Echo the entire listing below verbatim, line for line. Leave the pictures out of your answer.

[Excerpts from labeled region data]
============
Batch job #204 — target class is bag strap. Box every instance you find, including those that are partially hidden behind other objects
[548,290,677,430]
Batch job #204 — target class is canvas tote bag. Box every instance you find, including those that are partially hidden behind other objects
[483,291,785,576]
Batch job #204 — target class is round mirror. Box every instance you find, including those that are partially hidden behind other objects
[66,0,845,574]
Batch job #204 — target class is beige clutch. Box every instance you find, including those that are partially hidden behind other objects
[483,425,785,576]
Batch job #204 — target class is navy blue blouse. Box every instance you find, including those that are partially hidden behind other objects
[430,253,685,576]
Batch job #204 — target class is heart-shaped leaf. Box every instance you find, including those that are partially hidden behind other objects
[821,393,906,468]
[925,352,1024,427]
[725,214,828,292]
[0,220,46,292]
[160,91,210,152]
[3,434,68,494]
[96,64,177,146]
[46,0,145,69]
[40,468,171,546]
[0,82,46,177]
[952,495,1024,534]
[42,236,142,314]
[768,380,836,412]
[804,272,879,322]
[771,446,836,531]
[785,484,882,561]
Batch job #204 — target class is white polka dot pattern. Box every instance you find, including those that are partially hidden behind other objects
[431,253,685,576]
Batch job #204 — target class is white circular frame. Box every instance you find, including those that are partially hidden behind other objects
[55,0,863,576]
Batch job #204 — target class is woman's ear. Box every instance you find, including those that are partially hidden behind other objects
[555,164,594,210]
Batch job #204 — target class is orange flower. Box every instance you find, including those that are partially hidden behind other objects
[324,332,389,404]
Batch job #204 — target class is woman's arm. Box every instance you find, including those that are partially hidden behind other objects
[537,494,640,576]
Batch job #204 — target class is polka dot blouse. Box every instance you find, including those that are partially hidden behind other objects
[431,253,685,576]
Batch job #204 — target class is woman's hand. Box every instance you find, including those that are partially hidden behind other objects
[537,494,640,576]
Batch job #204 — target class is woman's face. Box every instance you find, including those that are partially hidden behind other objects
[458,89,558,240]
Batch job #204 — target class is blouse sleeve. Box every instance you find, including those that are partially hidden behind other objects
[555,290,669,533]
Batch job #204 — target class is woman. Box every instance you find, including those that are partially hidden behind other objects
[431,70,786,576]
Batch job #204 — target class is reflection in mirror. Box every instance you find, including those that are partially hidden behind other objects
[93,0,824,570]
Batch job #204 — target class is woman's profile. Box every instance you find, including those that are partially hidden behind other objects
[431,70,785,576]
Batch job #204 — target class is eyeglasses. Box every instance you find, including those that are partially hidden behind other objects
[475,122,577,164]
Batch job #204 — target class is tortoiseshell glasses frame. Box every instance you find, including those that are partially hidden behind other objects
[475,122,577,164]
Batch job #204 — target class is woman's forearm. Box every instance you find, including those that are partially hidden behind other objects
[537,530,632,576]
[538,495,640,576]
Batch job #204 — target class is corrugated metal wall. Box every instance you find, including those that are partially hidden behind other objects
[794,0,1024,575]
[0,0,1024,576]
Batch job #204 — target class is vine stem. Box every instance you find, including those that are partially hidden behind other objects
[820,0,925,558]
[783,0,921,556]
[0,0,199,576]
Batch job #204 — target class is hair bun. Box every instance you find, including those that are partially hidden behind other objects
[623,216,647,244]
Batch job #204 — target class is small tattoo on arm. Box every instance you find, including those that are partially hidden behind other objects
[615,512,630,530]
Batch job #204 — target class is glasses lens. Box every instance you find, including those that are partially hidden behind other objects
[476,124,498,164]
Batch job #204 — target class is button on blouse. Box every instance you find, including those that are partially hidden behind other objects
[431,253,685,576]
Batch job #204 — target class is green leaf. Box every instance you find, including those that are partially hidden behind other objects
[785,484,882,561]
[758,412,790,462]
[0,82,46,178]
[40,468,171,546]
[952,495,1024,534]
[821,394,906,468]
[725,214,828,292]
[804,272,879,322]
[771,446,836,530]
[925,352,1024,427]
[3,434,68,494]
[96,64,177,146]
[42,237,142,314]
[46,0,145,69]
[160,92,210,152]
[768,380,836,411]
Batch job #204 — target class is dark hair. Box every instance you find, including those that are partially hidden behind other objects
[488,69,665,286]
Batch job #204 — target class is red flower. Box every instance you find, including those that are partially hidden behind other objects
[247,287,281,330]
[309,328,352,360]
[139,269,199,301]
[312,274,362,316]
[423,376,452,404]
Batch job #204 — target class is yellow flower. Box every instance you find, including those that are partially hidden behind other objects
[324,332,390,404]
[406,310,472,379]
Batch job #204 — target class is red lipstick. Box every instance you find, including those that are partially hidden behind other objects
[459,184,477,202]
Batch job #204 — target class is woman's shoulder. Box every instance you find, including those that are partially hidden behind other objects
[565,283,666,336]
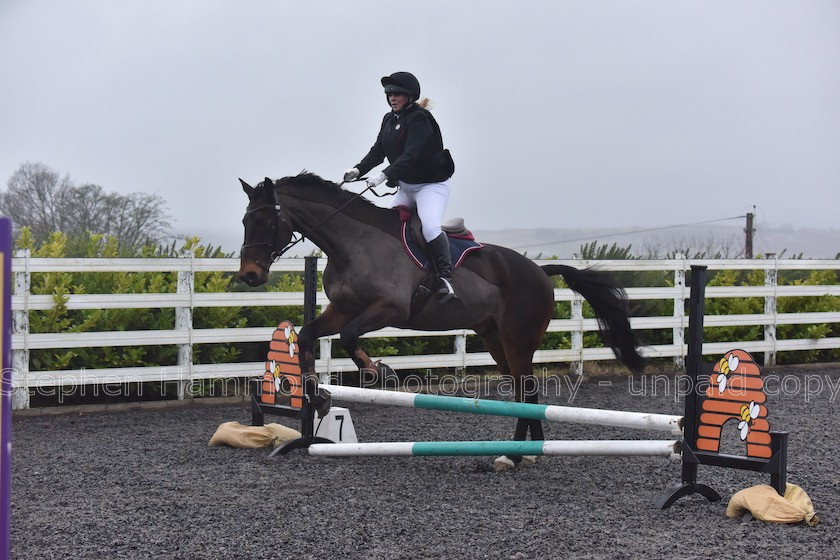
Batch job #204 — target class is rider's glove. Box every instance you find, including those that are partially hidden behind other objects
[344,167,359,183]
[368,173,388,188]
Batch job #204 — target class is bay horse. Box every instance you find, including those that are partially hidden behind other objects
[238,172,645,456]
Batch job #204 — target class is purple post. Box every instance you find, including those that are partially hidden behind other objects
[0,218,12,558]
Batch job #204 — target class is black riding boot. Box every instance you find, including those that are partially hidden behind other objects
[429,233,457,303]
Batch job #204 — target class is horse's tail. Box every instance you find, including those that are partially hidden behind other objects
[541,264,645,372]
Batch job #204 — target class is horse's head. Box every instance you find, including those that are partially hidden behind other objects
[239,177,292,287]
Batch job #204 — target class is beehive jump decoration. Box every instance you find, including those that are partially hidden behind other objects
[260,321,303,408]
[696,350,773,459]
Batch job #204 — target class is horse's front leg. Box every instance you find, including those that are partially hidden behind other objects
[298,304,350,418]
[340,300,403,388]
[298,303,353,374]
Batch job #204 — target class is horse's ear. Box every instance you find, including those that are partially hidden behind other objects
[239,179,254,198]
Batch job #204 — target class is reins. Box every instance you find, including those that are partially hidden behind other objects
============
§ Solution:
Batch job #204 — target class is bag strap. Box every instance you find, including those that are partially hidden behind other objects
[548,290,677,430]
Batch job #204 — target class is canvas tote bag. Box every instance you find, including those that are partially hidden behind other objects
[483,291,785,576]
Batch job #204 — target class is round mirror. Box every instance you find, including those that are partially hidden behind other objects
[66,0,845,574]
Batch job #204 — target class is beige clutch. Box every instance you find, including those that are partially hidden behind other objects
[483,425,785,576]
Batch job #204 — target class is navy blue blouse. Box every instance you find, including those that are partially hidden behind other objects
[430,253,685,576]
Batch job #204 — target class is heart-shaped leaf. Box every instance you find, including those that are partially hidden behind other objects
[821,393,906,468]
[925,352,1024,427]
[725,214,828,292]
[0,220,46,292]
[160,91,210,152]
[3,434,68,494]
[96,64,177,146]
[46,0,145,69]
[40,468,171,546]
[0,82,46,177]
[952,495,1024,534]
[42,236,142,314]
[768,380,836,412]
[804,272,879,322]
[771,446,836,531]
[785,484,882,561]
Batch job #204 — target class is white polka dot pattern. Box every instance you find, including those that are partially hidden behind other objects
[431,253,685,576]
Batch job #204 — target class is white circular frame. Box every instance you find, including those that are partially hidden behind other objects
[55,0,863,576]
Batch job #204 — target class is woman's ear. Box every instance you find, including those that are partially hidden behind other objects
[555,164,594,210]
Batch job #204 — target class is orange flower. Box every instance you find, including those that are partially hidden behind other objects
[324,332,389,404]
Batch job #204 — target class is woman's arm. Box every instance you find, including those that are partially hidden behind other objects
[537,494,640,576]
Batch job #204 — target class is polka dot blouse. Box every instance you find, including those that are partially hidden behind other objects
[431,253,685,576]
Batch job #204 — target class is woman's hand. Box every instance you find, including those that are partially hidden behind other objects
[537,494,640,576]
Batch job #204 — target class is woman's face. Box every instance you find, including those that are partially hidden behind other objects
[458,89,558,240]
Batch job #204 — target class is blouse sleeve. Box every instance you find, including those that are partially hidden behind other objects
[555,290,669,533]
Batch job #204 — target class is woman. Box every instance you find, including those that are partially hidden behind other objects
[431,70,786,576]
Batch job #204 — target class is reflection in mirror. Box every instance you find, including those that are partially hidden behind other objects
[93,0,824,570]
Batch job #204 — target class is woman's profile. Box every instance you find, including those that are partially hidden behind other objects
[431,70,785,576]
Batch job #204 — target class is eyeglasses. Box every instance you find, including those that are partially hidden behind other objects
[475,122,577,164]
Batch job #204 — target class is tortoiseshell glasses frame. Box every instance you find, including those that are partially hidden behind other objects
[475,122,577,164]
Batch job #204 — target class is woman's forearm. Box every instance you find, including those that are partially hidden behind other objects
[537,530,632,576]
[538,495,640,576]
Batch job #204 — target class is corrugated metal wall. Box every instance you find, including those that are partially hidden behind other objects
[794,0,1024,575]
[0,0,1024,576]
Batch job #204 — target class is vine stem. Box every instance you find, including those that are partially hidden behind other objects
[820,0,925,558]
[783,0,921,556]
[0,0,199,576]
Batch job #204 — target class is hair bun. Box every instance you find, including those that are partially hidden behind other objects
[623,216,647,244]
Batch job #204 — target class is small tattoo on arm. Box every instance you find, including those that are partially hidden behind other objects
[615,512,630,530]
Batch job #204 — target class is glasses lens. Box every instance you find, including those that are partially hidden behind other objects
[476,124,498,164]
Batch job #204 — target class is button on blouse. Box every instance you find, including those that are partially hidden behind other objects
[431,253,685,576]
Batch job #204 — target class is green leaf. Box every instance you find, including those that are partially hidden behind other objects
[785,484,882,561]
[758,412,790,462]
[0,82,46,178]
[40,468,171,546]
[952,495,1024,534]
[821,394,906,468]
[725,214,828,292]
[804,272,879,322]
[771,446,836,530]
[925,352,1024,427]
[3,434,68,494]
[96,64,177,146]
[42,237,142,314]
[46,0,145,69]
[160,92,210,152]
[768,380,836,411]
Batch job #204 — target class is dark hair. Box every instance you find, including those that are partially hidden behind other objects
[488,69,665,286]
Batch job #204 — target class is red flower. Box every instance you find, including those that are partially hidden behind other objects
[247,287,281,330]
[309,328,352,360]
[139,269,199,301]
[312,274,362,316]
[423,376,452,404]
Batch job #204 — target class is yellow flower. Box every instance you find, including those that are partially hidden behind other objects
[324,332,390,404]
[406,310,472,379]
Batch job #204 — target class is red lipstick. Box every instance you find, including those that are partially hidden behind other objects
[459,184,477,202]
Batch job #204 — target class is woman's shoulder. Box every instance you find, including those that are partially hidden behind other objects
[565,283,666,336]
Batch job #204 — target class is rider's glove. Box every instance you find, including those that are partially hidden behind other objects
[344,167,359,183]
[368,173,388,188]
Batch job #204 — target class is bay horse. Box every instance you find, including those that are partially hidden behind other objects
[238,172,645,456]
Batch job #204 — target class is purple post. Box every instance you find, including those that are partially hidden behind other objects
[0,218,12,558]
Batch job #204 — target class is black riding boot. Box every instance you find, including those that are partially hidden behind other objects
[429,233,457,303]
Batch job #204 — target class is horse's tail. Box every instance you find, including those that are partially hidden behind other objects
[541,264,645,372]
Batch job #204 — target class is horse's head. Box every instance you find, including those that are partially hidden behind other objects
[239,177,292,287]
Batch job #204 — target class is beehive jump decoration. Box every instance you find, including those that are partially hidden behind other objects
[260,321,303,408]
[696,350,773,459]
Batch job #204 — target class is horse's front leg. Box every instance you find, including those that are partially hidden behind other objects
[298,304,350,418]
[340,300,403,388]
[298,303,353,374]
Batch job #204 — target class is horse's ear. Box every instance you find, including those that are partially hidden behind other objects
[239,179,254,198]
Batch job #204 — target class is reins. Box every instance you find, including those that are partially hidden behind other objects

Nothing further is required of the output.